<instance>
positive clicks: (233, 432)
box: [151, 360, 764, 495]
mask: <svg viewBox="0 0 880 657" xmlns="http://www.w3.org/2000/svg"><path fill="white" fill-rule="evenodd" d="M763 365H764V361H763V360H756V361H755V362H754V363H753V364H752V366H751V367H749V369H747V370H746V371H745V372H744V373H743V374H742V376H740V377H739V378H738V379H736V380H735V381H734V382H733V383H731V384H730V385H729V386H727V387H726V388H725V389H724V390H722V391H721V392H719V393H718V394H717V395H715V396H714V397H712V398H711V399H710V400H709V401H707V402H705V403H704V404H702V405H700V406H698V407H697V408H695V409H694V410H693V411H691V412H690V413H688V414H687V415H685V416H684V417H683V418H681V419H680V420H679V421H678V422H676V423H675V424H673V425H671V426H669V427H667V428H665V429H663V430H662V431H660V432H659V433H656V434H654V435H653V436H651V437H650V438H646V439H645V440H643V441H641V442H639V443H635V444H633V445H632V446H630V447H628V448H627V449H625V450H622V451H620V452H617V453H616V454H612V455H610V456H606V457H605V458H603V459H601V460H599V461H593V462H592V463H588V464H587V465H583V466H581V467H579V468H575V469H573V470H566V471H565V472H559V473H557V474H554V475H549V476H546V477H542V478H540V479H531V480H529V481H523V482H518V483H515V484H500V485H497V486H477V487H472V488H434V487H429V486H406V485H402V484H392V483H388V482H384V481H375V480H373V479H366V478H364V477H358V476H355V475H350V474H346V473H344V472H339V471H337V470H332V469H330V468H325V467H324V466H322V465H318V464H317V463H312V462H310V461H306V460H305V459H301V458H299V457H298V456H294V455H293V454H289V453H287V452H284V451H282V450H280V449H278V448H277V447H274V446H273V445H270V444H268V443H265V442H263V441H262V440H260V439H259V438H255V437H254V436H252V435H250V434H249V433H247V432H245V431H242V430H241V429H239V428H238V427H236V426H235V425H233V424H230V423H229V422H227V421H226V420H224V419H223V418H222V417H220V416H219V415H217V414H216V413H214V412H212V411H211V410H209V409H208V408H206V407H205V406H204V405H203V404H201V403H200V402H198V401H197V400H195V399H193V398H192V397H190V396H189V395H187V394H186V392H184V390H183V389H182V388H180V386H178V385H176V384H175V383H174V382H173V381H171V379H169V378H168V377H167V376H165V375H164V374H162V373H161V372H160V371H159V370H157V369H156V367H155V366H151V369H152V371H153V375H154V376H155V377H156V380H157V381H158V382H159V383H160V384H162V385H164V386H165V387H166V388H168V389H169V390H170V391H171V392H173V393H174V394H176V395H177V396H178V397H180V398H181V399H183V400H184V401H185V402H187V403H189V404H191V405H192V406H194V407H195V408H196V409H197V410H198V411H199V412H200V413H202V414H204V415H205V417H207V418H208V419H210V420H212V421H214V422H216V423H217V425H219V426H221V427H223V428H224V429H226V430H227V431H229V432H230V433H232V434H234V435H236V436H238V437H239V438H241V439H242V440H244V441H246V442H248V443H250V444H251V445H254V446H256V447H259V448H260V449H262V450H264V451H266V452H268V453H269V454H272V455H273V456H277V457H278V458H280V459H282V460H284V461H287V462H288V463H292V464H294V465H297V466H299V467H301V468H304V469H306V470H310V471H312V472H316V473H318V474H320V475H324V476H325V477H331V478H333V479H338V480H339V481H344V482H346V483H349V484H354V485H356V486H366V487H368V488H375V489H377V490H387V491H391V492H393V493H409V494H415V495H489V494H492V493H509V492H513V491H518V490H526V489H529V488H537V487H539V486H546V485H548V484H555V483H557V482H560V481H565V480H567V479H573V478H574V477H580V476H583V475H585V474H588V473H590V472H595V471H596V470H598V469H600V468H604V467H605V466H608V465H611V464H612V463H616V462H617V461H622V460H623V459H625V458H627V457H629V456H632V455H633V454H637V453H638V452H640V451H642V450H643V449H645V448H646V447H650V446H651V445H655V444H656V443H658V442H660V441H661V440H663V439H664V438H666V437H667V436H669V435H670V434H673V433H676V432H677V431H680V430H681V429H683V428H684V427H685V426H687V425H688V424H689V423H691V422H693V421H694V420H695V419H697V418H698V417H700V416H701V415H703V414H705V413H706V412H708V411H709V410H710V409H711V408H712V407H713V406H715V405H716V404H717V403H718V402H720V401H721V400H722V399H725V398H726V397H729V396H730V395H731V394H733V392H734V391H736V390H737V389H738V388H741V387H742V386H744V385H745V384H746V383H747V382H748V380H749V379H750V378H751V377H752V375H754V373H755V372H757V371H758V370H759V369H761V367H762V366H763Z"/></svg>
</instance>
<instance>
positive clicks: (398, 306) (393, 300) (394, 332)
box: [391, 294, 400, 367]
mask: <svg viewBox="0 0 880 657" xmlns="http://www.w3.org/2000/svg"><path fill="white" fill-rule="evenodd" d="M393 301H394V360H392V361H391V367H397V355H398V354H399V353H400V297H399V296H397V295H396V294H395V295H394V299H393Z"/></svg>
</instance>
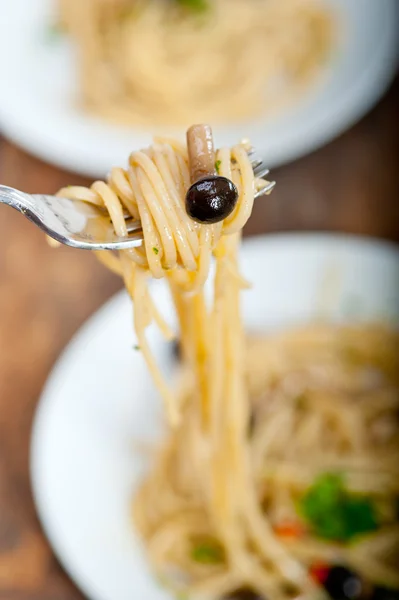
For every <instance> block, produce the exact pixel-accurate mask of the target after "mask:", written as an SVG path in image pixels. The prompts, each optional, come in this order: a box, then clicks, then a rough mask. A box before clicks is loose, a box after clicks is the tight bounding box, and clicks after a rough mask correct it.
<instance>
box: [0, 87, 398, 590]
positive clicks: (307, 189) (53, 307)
mask: <svg viewBox="0 0 399 600" xmlns="http://www.w3.org/2000/svg"><path fill="white" fill-rule="evenodd" d="M398 101H399V81H397V82H396V83H395V85H394V86H393V87H392V89H391V90H390V92H389V93H388V95H387V96H386V97H385V98H384V100H383V101H382V102H381V103H380V104H379V106H378V107H377V108H376V109H375V110H373V111H372V113H371V114H369V115H368V116H367V117H366V118H365V119H363V120H362V122H361V123H359V124H358V125H356V126H355V127H354V128H353V129H351V130H350V131H348V132H347V133H346V134H345V135H343V136H341V137H340V138H339V139H337V140H335V141H334V142H332V143H331V144H329V145H328V146H326V147H325V148H323V149H322V150H319V151H317V152H315V153H313V154H312V155H310V156H307V157H306V158H303V159H301V160H299V161H297V162H295V163H294V164H291V165H288V166H285V167H282V168H280V169H278V170H276V171H274V172H273V177H274V178H275V179H276V180H277V182H278V186H277V188H276V190H275V192H274V193H273V194H272V196H271V197H270V198H268V199H263V200H260V201H259V202H257V204H256V208H255V211H254V215H253V217H252V219H251V221H250V224H249V226H248V230H247V233H250V234H253V233H260V232H266V231H268V232H272V231H287V230H328V231H345V232H354V233H360V234H368V235H373V236H378V237H382V238H387V239H390V240H395V241H399V136H398V135H397V134H398V131H397V125H396V107H397V106H398ZM0 181H1V182H2V183H4V184H8V185H11V186H15V187H19V188H22V189H24V190H26V191H28V192H39V191H42V192H49V193H51V192H55V191H56V190H57V189H58V188H60V187H62V186H64V185H66V184H68V183H83V182H84V180H82V179H81V178H79V177H76V176H74V175H72V174H70V173H66V172H64V171H61V170H60V169H57V168H55V167H52V166H49V165H47V164H44V163H42V162H40V161H39V160H37V159H36V158H33V157H32V156H29V155H27V154H26V153H25V152H23V151H22V150H20V149H19V148H16V147H15V146H13V145H12V144H10V143H9V142H7V141H5V140H4V139H0ZM120 287H121V283H120V281H119V280H118V279H117V278H116V277H114V276H113V275H111V274H110V273H108V272H107V271H106V270H105V269H103V268H102V267H101V266H100V265H99V264H98V263H97V262H96V260H95V259H94V257H93V256H91V255H89V254H88V253H87V254H86V253H82V252H78V251H76V250H71V249H68V248H60V249H58V250H57V251H55V250H52V249H51V248H49V246H48V245H47V243H46V241H45V239H44V236H43V235H42V234H41V233H40V231H39V230H38V229H36V228H35V227H32V225H31V224H29V223H28V222H27V221H26V220H24V219H23V218H22V217H21V216H20V215H18V214H17V213H16V212H14V211H12V210H10V209H8V208H6V207H3V206H2V207H0V600H79V599H82V595H81V594H80V592H79V591H78V590H77V589H76V588H75V587H74V585H73V584H72V583H71V582H70V581H69V579H68V577H67V576H66V575H65V574H64V572H63V571H62V569H61V568H60V566H59V565H58V563H57V561H56V559H55V558H54V556H53V554H52V552H51V550H50V548H49V546H48V543H47V542H46V540H45V538H44V537H43V535H42V532H41V529H40V525H39V523H38V521H37V518H36V515H35V510H34V506H33V502H32V495H31V488H30V482H29V438H30V430H31V423H32V417H33V414H34V410H35V407H36V403H37V401H38V398H39V395H40V391H41V389H42V387H43V384H44V382H45V380H46V377H47V375H48V373H49V371H50V369H51V367H52V365H53V363H54V361H55V360H56V358H57V356H58V354H59V352H60V351H61V349H62V348H63V346H64V345H65V344H66V343H67V342H68V340H69V339H70V338H71V336H72V335H73V334H74V333H75V331H76V330H77V329H78V328H79V327H80V325H81V324H82V323H83V322H84V320H85V319H86V318H87V317H88V316H89V315H90V314H92V313H93V311H95V310H96V309H97V308H98V307H99V306H100V305H101V304H102V303H103V302H104V301H105V300H106V299H107V298H108V297H109V296H111V294H113V293H114V292H115V291H116V290H118V289H119V288H120Z"/></svg>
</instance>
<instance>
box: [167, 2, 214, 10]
mask: <svg viewBox="0 0 399 600" xmlns="http://www.w3.org/2000/svg"><path fill="white" fill-rule="evenodd" d="M175 1H176V2H177V4H179V5H180V6H182V7H183V8H188V9H190V10H192V11H195V12H204V11H206V10H207V9H208V8H209V0H175Z"/></svg>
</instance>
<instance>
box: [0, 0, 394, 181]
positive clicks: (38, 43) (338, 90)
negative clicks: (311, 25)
mask: <svg viewBox="0 0 399 600" xmlns="http://www.w3.org/2000/svg"><path fill="white" fill-rule="evenodd" d="M328 1H329V3H330V4H331V5H332V7H333V9H334V10H335V11H336V12H337V13H338V18H339V20H340V22H341V27H340V36H339V42H338V46H337V48H336V51H335V54H334V57H333V59H332V61H331V63H330V64H329V65H328V66H327V67H326V73H325V75H324V76H323V77H322V78H321V79H320V80H319V81H318V82H317V84H315V85H314V86H313V87H312V88H311V89H310V90H309V91H308V93H307V95H306V96H304V97H303V98H302V99H301V100H300V101H299V103H298V104H297V105H296V106H293V107H291V108H287V109H286V110H284V111H283V112H282V113H281V114H278V115H276V116H275V117H274V118H264V119H257V120H253V121H249V122H247V123H244V124H239V125H234V126H230V127H218V128H216V129H215V134H216V138H217V143H218V145H224V144H227V145H231V144H234V143H236V142H237V140H239V139H241V138H242V137H249V138H250V139H251V141H252V143H253V144H254V145H255V146H256V148H257V149H258V151H259V153H260V154H261V155H262V156H263V158H264V159H265V161H266V164H267V165H268V166H269V167H274V166H276V165H278V164H281V163H283V162H287V161H289V160H292V159H294V158H297V157H298V156H300V155H302V154H305V153H306V152H310V151H311V150H313V149H315V148H317V147H318V146H320V145H322V144H324V143H326V142H327V141H329V140H330V139H332V138H333V137H334V136H336V135H338V134H339V133H341V132H342V131H344V130H345V129H346V128H347V127H349V126H350V125H351V124H353V123H354V122H355V121H356V120H357V119H359V118H360V117H361V116H362V115H363V114H364V113H365V112H366V111H367V110H368V109H369V108H370V107H371V106H372V105H373V104H374V103H375V102H376V101H377V100H378V99H379V98H380V96H381V95H382V94H383V92H384V91H385V89H386V87H387V85H388V84H389V82H390V81H391V79H392V77H393V75H394V72H395V69H396V63H397V23H399V19H397V18H396V17H397V13H398V3H397V1H396V0H377V1H376V0H361V1H359V0H328ZM6 4H7V6H3V7H2V9H1V14H0V32H1V35H0V81H1V84H2V85H1V87H2V89H1V93H0V129H2V130H3V132H4V133H5V134H6V135H8V136H9V137H10V138H11V139H13V140H14V141H15V142H17V143H18V144H19V145H21V146H22V147H25V148H26V149H27V150H29V151H30V152H32V153H33V154H36V155H38V156H39V157H41V158H43V159H44V160H47V161H49V162H51V163H55V164H57V165H60V166H62V167H65V168H67V169H70V170H72V171H76V172H80V173H83V174H86V175H90V176H92V177H103V176H104V175H105V173H107V172H108V170H109V168H110V167H111V166H113V165H115V164H125V163H126V160H127V157H128V156H129V154H130V152H131V151H132V149H135V148H141V147H143V146H146V145H148V144H149V143H150V140H151V137H152V134H153V133H154V132H153V131H151V132H146V131H143V130H140V129H137V128H136V129H134V128H121V127H117V126H113V125H109V124H107V123H105V122H102V121H99V120H97V119H95V118H92V117H90V116H88V115H85V114H83V113H80V112H78V110H77V109H76V108H75V105H76V98H77V97H78V90H77V89H76V77H75V75H74V68H73V60H72V56H73V52H72V51H71V49H70V47H69V46H68V43H67V42H66V41H60V42H55V41H53V42H52V43H51V42H49V41H48V36H47V41H46V27H47V26H48V24H49V23H50V22H51V20H52V19H53V12H54V5H53V1H52V0H29V1H27V0H12V2H7V3H6ZM168 133H169V134H171V133H177V134H179V135H180V134H181V133H182V132H181V131H176V132H173V131H171V130H170V129H169V130H168Z"/></svg>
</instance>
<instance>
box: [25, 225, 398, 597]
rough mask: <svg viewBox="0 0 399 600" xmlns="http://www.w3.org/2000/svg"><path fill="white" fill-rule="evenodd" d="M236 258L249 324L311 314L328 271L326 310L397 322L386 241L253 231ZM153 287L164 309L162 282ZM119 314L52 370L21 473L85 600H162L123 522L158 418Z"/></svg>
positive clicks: (100, 315) (54, 546)
mask: <svg viewBox="0 0 399 600" xmlns="http://www.w3.org/2000/svg"><path fill="white" fill-rule="evenodd" d="M242 266H243V270H244V273H245V275H246V276H247V277H248V279H249V280H251V281H252V282H253V283H254V289H253V290H251V291H247V292H245V293H244V314H245V320H246V324H247V326H248V327H249V328H251V329H253V328H254V327H257V328H258V329H259V328H269V327H275V326H280V325H282V324H287V323H289V322H292V321H298V320H299V321H303V320H306V319H307V318H309V317H311V316H312V315H314V314H315V311H317V310H319V300H320V294H319V292H320V285H321V283H322V282H323V279H324V278H325V274H326V272H327V273H328V272H329V270H331V273H332V274H333V276H334V278H335V286H334V289H333V290H332V296H331V297H330V300H329V301H331V305H334V307H333V308H332V312H331V316H332V317H334V318H342V317H344V318H345V317H348V316H350V317H351V316H352V315H351V314H350V313H351V311H355V314H356V317H357V318H362V319H366V320H367V319H371V318H380V317H384V318H385V317H388V318H390V319H397V320H398V321H399V250H398V249H397V248H396V247H394V246H391V245H389V244H384V243H382V242H371V241H367V240H362V239H360V238H359V239H357V238H351V237H344V236H341V237H340V236H327V235H325V236H324V235H323V236H319V235H277V236H269V237H266V238H265V237H260V238H254V239H253V240H251V241H249V242H246V244H245V246H244V250H243V253H242ZM334 274H335V275H334ZM337 274H338V277H337ZM334 290H335V291H334ZM157 294H158V298H159V302H160V304H161V305H162V306H163V308H164V309H165V311H166V313H167V314H168V313H170V302H169V299H168V297H167V295H166V293H165V289H164V287H163V286H162V285H160V286H159V289H158V290H157ZM325 308H327V309H328V307H325ZM328 310H329V309H328ZM131 317H132V310H131V305H130V301H129V300H128V298H127V296H126V295H125V294H124V293H123V294H119V295H117V296H116V297H115V298H114V299H112V300H111V301H110V302H109V303H108V304H106V305H105V306H104V308H102V309H101V310H100V311H99V312H98V313H97V314H96V315H95V316H94V317H93V318H92V319H90V320H89V321H88V323H87V324H86V325H85V326H84V327H83V328H82V330H81V331H80V332H79V333H78V334H77V335H76V336H75V338H74V340H73V341H72V342H71V344H70V345H69V346H68V348H67V349H66V350H65V352H64V354H63V355H62V357H61V358H60V360H59V362H58V364H57V365H56V367H55V368H54V370H53V373H52V374H51V376H50V378H49V380H48V383H47V385H46V388H45V390H44V392H43V396H42V399H41V401H40V404H39V407H38V410H37V414H36V418H35V422H34V429H33V438H32V448H31V475H32V484H33V490H34V497H35V501H36V506H37V509H38V512H39V515H40V518H41V522H42V524H43V526H44V529H45V531H46V533H47V536H48V538H49V539H50V541H51V543H52V545H53V547H54V550H55V552H56V554H57V555H58V557H59V559H60V561H61V562H62V564H63V565H64V567H65V568H66V570H67V571H68V573H69V574H70V575H71V577H72V578H73V579H74V581H75V582H76V583H77V585H78V586H79V587H80V588H81V589H82V590H83V592H84V593H85V594H86V595H87V596H88V597H89V598H91V599H92V600H133V599H138V600H144V599H145V600H167V599H169V596H168V595H167V594H166V593H165V592H164V591H163V590H162V589H161V588H160V587H159V586H158V585H157V583H156V582H155V581H154V579H153V578H152V576H151V573H150V571H149V568H148V566H147V564H146V561H145V559H144V556H143V553H142V550H141V547H140V542H139V540H138V539H137V537H136V535H135V532H134V528H133V524H132V520H131V510H130V507H131V500H132V495H133V491H134V488H135V486H136V484H137V482H138V479H139V477H140V473H141V472H142V469H143V466H144V465H143V461H142V458H141V457H140V454H139V453H138V452H137V451H135V443H136V442H140V441H146V440H154V439H156V438H157V437H159V434H160V431H161V426H160V423H161V420H162V419H161V411H160V403H159V399H158V397H157V394H156V392H155V391H154V388H153V385H152V383H151V380H150V377H149V375H148V373H147V371H146V368H145V366H144V364H143V359H142V357H141V356H140V353H139V352H137V351H135V350H134V349H133V346H134V343H135V342H134V335H133V331H132V325H131V321H132V318H131ZM152 336H153V342H154V344H155V348H156V353H157V355H158V356H159V357H160V359H161V361H162V363H163V366H164V367H165V368H169V369H171V367H172V360H171V356H170V348H169V347H168V346H167V345H166V344H165V343H163V342H161V341H160V338H159V337H158V336H156V335H154V334H153V332H152Z"/></svg>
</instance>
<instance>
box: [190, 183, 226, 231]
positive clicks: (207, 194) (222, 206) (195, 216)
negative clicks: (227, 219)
mask: <svg viewBox="0 0 399 600" xmlns="http://www.w3.org/2000/svg"><path fill="white" fill-rule="evenodd" d="M237 200H238V191H237V188H236V186H235V185H234V183H233V182H232V181H230V179H227V178H226V177H220V176H219V175H211V176H209V177H205V178H204V179H200V180H198V181H197V182H196V183H193V185H192V186H191V187H190V189H189V190H188V192H187V196H186V211H187V214H188V215H189V216H190V217H191V218H192V219H194V221H198V222H199V223H217V222H218V221H223V219H225V218H226V217H228V216H229V215H230V214H231V213H232V212H233V210H234V207H235V205H236V204H237Z"/></svg>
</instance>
━━━
**TASK DESCRIPTION**
All lines of the data above that include the word "positive" must be shown.

**ANSWER SPACE**
positive clicks: (233, 432)
positive clicks: (398, 306) (393, 300) (394, 332)
positive clicks: (307, 189) (53, 307)
positive clicks: (38, 43) (338, 90)
positive clicks: (100, 315) (54, 546)
positive clicks: (207, 194) (222, 206) (195, 216)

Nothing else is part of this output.